> [REQUIRED TASKS]:
a) In the passage on Jughead, why did he carve the Serpent tattoo out of the woman the text likens to Lady Macbeth? Answer in one to three sentences.
b) Can you pick up the passage on Jughead and keep writing from its final sentence?

> [PAGE EXCERPT]:
And it’s been a pleasure to see Jughead grow over the course of three seasons. He’s gone from being the town’s sole intellectual, alienated in a white-picket wasteland, into a fierce tactician leading the South Side Serpents away from petty crime into a politicized defiance of the town’s pecking order, resplendent in his club leathers and crown like some conquering Shakespearean king. The boy loner who cowered in introverted dread when Betty threw him a surprise party has become a man who smashes down the door to rescue her from a dangerous impostor in her home, Serpent cavalry behind him, switchblades drawn. He may usually be in a state of mid- to high-dudgeon, and his Achilles heel is that he never quite understands that other people are not moral agents like he is, but his love for Betty is all-encompassing, unconditional, and unshakeable—even when she dumped him (for his own safety, for reasons she couldn’t divulge). Bereft, he sunk to the shadow side of his need to defend those he loves and banished a scheming Lady Macbeth from making him and his father her drug trade pawns by carving her Serpent tattoo out of her flesh. That monstrous act, part of season two’s heart-of-darkness arc, shook him, and when Betty took him back he repented. Her Hitchcock blonde cool is the balm for the heart he can’t help but wear on his sleeve.

> [DATASET EXTRACT]:
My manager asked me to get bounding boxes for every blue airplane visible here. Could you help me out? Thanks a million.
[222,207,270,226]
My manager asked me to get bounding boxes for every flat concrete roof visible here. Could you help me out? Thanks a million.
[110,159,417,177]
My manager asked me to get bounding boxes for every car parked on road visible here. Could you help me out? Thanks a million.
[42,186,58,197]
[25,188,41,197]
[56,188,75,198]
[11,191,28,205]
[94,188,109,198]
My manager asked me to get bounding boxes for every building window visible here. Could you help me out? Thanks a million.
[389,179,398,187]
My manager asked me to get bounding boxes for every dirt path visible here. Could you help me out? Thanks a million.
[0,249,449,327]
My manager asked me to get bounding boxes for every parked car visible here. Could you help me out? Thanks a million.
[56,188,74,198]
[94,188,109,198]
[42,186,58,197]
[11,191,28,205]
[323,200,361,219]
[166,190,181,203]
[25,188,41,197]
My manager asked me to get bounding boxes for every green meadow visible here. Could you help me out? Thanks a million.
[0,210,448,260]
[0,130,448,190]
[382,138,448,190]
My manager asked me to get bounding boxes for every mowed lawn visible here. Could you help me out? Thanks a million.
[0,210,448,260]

> [RESULTS FOR EACH TASK]:
a) Bereft after Betty dumped him, he sank to the shadow side of his need to defend those he loves. He did it to banish her from making him and his father pawns in her drug trade.

b)
Betty and Jughead have the healthiest relationship I’ve ever seen on television. They’re a partnership, in work and in romance. They are friendly lovers and loving friends. They’re patient and forgiving, and don’t seek to change each other. They defend each other, and shoulder each other’s burdens. They have a robust and affectionate and responsible sex life, as clandestine teenage sex lives go. At the end of season two, Jughead proposed. They may only be juniors, and she hasn’t yet said yes, but marrying him may be the smartest thing Betty ever does. (I’m holding out for a series finale wedding at Pop’s, with both of them going triumphantly off to the same college—him to study Journalism and English Lit, she forensics—and returning to form their own detective agency back home.)

This essay isn’t a diatribe about how there’s no good men. Here’s the dirty little secret, dirtier than all the dead bodies “Riverdale” keeps piling up: There are Jugheads everywhere. They aren’t griping about being “incels” on venomous message boards. They’re biding their time with the books and the movies and the disciplines that matter until they find that rare woman who’s also above the bullshit. Their sarcastic wit is the thinnest of protective rinds over a true chivalry. The dead eyes of pornography repel them because it can’t match the torrent of real, not synthetic, eros inside them. They would throw a punch on a woman’s behalf. And their minds are ceaselessly curious and eager to play with one true, smart, loyal, funny valentine, forever and ever.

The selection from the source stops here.